DATA SHOWN =>

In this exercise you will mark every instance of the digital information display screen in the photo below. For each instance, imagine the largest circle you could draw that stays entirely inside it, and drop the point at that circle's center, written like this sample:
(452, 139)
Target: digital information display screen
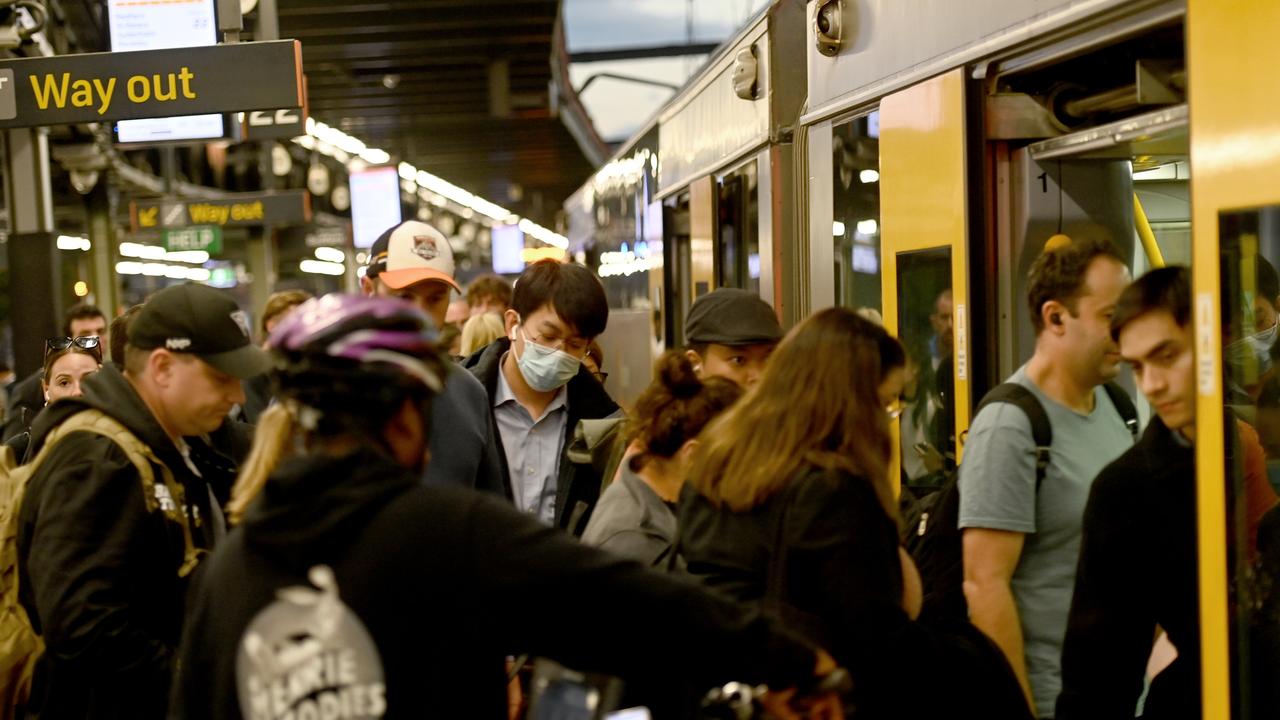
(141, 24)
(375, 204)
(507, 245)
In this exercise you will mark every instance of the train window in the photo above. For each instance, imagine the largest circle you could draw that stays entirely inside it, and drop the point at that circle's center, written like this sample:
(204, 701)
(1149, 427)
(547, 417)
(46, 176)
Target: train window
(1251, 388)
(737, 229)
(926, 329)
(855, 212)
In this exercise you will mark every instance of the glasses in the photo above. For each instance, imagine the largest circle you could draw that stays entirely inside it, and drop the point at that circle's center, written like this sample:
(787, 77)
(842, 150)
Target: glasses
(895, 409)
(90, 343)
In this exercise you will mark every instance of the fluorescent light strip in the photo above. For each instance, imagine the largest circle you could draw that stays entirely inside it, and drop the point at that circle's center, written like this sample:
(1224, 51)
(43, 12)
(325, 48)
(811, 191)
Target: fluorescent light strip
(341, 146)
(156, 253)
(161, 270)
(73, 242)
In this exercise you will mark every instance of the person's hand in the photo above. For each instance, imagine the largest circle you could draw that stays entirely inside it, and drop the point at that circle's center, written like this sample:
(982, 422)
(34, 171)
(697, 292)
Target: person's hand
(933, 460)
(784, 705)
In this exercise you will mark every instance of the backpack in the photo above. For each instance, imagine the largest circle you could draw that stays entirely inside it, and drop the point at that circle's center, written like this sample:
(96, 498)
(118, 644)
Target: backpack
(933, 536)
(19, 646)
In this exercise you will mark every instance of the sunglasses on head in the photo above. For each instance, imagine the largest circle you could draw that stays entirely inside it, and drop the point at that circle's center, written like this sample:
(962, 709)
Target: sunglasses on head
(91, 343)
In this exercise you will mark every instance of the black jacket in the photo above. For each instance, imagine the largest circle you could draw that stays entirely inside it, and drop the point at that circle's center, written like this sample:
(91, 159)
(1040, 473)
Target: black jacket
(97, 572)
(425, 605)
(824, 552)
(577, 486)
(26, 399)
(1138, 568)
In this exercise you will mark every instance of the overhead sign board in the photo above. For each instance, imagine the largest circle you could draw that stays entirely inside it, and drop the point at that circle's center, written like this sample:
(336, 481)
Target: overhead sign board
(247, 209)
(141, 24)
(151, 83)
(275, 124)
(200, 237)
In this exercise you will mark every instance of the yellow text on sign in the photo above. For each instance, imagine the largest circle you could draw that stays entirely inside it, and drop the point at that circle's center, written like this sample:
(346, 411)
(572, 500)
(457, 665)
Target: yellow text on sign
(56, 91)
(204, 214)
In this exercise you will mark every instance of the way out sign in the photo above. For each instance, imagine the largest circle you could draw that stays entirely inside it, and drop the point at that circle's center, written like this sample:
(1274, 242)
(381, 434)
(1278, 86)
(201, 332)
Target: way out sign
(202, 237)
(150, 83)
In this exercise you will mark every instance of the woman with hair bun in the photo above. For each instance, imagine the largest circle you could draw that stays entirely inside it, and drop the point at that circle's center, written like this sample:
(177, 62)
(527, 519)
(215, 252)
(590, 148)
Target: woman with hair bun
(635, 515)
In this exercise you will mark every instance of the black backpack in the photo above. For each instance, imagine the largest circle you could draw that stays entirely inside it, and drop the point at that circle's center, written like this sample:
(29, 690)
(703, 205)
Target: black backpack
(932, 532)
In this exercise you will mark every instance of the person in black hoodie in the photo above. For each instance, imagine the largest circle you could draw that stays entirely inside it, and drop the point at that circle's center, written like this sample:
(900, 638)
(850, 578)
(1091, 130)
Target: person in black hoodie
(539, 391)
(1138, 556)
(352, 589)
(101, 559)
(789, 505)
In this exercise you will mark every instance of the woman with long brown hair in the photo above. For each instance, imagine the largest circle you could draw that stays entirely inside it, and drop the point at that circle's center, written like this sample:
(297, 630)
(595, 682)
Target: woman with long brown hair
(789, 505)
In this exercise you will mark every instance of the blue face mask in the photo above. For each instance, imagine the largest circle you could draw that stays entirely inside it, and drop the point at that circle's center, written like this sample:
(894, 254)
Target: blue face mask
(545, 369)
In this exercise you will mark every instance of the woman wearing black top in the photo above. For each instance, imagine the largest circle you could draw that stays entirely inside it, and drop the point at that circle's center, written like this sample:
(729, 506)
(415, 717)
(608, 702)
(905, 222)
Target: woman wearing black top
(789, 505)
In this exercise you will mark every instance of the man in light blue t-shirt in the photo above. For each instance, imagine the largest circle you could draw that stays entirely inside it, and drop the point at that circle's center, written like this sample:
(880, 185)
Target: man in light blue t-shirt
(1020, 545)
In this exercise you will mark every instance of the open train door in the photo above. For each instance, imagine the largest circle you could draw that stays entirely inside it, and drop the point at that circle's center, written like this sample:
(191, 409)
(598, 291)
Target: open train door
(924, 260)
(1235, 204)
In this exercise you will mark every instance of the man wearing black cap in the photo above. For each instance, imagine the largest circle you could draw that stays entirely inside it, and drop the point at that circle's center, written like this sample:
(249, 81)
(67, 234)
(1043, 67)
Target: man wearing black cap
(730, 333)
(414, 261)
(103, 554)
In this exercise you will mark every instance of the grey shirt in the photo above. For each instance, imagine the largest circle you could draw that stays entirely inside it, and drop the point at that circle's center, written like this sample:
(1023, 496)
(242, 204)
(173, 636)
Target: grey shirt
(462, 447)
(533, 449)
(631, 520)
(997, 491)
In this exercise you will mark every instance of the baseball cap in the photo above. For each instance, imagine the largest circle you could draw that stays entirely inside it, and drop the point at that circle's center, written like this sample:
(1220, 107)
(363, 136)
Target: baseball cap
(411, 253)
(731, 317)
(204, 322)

--

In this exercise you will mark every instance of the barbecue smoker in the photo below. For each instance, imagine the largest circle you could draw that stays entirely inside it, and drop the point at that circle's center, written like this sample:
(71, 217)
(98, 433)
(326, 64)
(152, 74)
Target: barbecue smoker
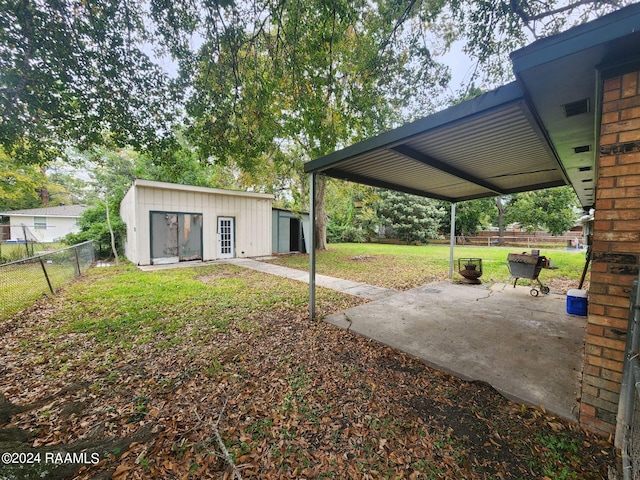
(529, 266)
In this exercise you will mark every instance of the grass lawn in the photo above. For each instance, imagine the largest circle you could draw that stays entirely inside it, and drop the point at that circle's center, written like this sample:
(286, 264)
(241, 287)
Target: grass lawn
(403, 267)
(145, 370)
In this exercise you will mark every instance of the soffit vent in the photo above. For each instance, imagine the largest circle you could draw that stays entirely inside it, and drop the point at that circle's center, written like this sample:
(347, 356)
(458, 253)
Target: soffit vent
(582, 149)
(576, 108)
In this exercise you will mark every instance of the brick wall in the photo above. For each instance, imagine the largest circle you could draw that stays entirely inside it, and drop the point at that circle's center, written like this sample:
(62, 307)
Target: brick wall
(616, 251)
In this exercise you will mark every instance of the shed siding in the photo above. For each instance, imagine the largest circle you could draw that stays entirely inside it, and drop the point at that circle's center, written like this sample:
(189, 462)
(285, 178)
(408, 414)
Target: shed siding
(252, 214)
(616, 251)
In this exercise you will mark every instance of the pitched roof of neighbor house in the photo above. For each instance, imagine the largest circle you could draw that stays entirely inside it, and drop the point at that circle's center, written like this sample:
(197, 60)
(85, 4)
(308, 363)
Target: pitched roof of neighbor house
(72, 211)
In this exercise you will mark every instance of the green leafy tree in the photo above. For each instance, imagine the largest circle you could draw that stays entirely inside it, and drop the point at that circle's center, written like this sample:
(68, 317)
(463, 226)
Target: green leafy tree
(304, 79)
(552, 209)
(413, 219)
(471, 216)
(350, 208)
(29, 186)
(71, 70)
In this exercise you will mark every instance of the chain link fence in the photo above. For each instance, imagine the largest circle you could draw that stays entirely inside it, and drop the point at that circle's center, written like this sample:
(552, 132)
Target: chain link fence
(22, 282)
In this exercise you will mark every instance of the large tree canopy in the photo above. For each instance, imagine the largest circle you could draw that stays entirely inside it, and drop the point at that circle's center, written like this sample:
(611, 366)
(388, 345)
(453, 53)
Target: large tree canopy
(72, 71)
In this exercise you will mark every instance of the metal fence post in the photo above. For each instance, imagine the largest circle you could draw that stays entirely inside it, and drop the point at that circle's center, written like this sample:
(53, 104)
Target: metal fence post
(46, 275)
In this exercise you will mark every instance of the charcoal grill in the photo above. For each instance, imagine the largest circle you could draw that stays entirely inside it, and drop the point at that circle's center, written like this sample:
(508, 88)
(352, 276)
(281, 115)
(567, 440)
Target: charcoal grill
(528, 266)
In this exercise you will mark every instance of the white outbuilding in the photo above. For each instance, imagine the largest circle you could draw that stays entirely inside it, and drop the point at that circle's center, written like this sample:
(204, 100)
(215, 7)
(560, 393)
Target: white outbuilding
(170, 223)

* * *

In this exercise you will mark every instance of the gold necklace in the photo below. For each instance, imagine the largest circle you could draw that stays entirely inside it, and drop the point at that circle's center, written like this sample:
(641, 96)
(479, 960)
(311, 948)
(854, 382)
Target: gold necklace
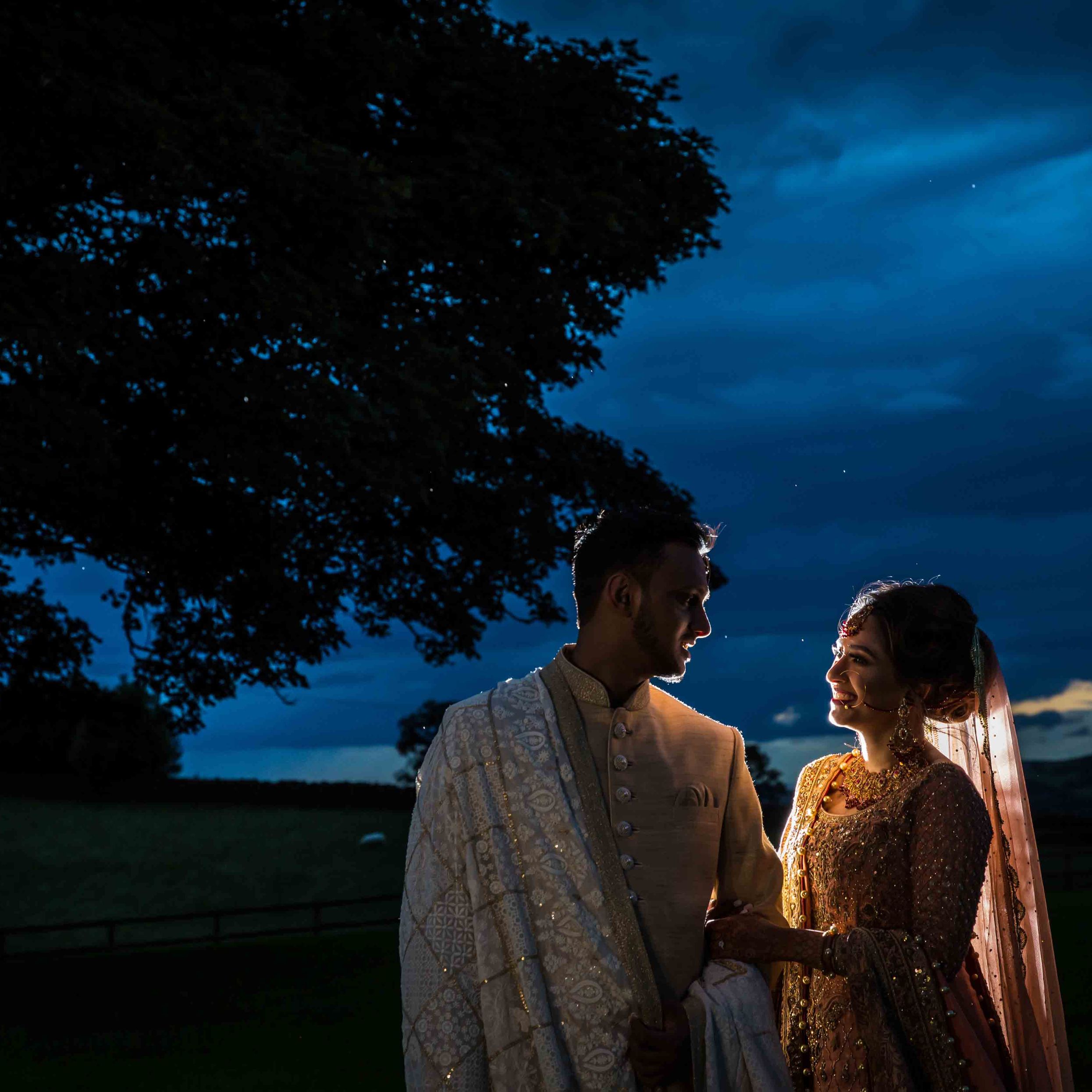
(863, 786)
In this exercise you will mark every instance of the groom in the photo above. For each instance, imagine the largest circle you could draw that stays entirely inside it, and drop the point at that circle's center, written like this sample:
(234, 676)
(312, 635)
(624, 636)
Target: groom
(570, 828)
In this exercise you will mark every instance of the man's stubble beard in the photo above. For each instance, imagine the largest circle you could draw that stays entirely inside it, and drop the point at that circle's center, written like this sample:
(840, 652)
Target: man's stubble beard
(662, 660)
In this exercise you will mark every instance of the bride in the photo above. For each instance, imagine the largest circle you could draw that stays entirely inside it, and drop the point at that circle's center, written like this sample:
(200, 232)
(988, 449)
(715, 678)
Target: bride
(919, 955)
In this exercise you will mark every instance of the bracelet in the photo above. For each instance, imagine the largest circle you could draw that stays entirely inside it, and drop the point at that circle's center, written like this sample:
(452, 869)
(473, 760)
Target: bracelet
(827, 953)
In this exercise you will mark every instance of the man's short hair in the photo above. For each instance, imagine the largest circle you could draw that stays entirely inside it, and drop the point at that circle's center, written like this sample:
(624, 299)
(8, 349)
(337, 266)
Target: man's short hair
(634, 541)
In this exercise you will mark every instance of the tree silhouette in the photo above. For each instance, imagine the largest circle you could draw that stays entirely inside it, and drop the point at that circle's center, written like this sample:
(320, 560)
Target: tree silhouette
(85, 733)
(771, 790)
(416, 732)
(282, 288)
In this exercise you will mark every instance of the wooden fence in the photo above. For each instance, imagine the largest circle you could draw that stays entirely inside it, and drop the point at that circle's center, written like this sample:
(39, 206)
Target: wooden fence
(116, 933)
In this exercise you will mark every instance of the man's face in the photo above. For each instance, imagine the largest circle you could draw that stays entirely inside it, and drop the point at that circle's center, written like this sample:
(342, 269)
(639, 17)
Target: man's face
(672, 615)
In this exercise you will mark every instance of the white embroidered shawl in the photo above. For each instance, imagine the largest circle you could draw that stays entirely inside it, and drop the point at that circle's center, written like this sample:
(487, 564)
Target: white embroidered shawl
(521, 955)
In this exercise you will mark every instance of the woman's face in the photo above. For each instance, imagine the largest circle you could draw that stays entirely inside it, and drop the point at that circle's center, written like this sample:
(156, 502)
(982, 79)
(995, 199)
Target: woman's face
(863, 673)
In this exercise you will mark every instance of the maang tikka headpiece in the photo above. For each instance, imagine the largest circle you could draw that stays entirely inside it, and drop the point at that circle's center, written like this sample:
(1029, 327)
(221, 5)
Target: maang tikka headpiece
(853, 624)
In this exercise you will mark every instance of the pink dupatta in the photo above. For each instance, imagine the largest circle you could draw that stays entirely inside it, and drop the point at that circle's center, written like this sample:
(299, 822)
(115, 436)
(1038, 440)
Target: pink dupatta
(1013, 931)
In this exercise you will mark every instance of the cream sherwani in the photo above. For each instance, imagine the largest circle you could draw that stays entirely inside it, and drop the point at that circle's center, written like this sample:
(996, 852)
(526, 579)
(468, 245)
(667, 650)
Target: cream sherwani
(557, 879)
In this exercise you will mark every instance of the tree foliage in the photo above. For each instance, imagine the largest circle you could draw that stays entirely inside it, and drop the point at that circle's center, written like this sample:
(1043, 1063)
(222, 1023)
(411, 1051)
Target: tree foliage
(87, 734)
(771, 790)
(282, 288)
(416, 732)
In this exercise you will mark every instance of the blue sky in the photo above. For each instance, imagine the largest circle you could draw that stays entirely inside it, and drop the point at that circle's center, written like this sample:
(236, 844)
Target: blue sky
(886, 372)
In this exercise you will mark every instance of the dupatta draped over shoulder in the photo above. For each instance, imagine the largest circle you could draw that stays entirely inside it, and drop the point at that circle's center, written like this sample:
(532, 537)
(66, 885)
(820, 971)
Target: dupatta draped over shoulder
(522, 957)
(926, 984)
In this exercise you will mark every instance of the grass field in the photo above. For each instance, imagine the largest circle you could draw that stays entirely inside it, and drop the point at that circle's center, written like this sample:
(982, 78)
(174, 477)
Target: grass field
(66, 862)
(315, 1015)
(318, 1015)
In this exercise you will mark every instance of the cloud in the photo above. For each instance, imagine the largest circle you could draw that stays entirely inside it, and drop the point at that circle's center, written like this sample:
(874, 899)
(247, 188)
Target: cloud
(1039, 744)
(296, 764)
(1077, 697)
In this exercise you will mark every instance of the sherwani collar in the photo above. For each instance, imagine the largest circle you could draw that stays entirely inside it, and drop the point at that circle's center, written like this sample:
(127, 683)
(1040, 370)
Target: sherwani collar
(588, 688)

SET TASK =>
Rewrite the records from the line with "In this exercise you will mark every instance of the fluorescent" up to and including the line with "(1138, 568)", replacing every "exercise" with "task" and changing nothing else.

THE OUTPUT =>
In this task you will mark every instance of the fluorescent light strip in the photo above. For each instance, imagine the largest circle you could draw that stays entirely inside it, and drop the point at that circle's center, written like this sample:
(1224, 51)
(43, 12)
(325, 48)
(811, 191)
Target: fluorescent light strip
(341, 146)
(156, 253)
(161, 270)
(73, 242)
In this task you will mark every instance of the person's hand in the photo above. For each instance, imagine the largest circle you could draw that stays entirely inside it, and drop the point at that circle's center, written like this sample:
(982, 422)
(34, 171)
(697, 292)
Target: person's hand
(933, 460)
(784, 705)
In this task you will mark every instance of the backpack in the photo above. For each instance, imagine the largest circle you could draw that stays entirely inside it, and drop the point at that circle's center, written like this sample:
(96, 498)
(118, 644)
Target: backpack
(933, 536)
(19, 646)
In this task you will mark every instance of the sunglasses on head in the photo above. For each instance, imagine the largest circle you could draw that stays entirely inside it, and drop the point at that circle's center, written like this sample:
(962, 709)
Target: sunglasses on head
(91, 343)
In this task you will mark every instance of the black jacket in the photo above. For each instance, imagine the largest circle you could draw that stays entirely inside it, and drop the point at that circle's center, written like this sample:
(91, 159)
(1040, 473)
Target: black jacket
(97, 572)
(425, 605)
(824, 552)
(577, 486)
(26, 399)
(1138, 568)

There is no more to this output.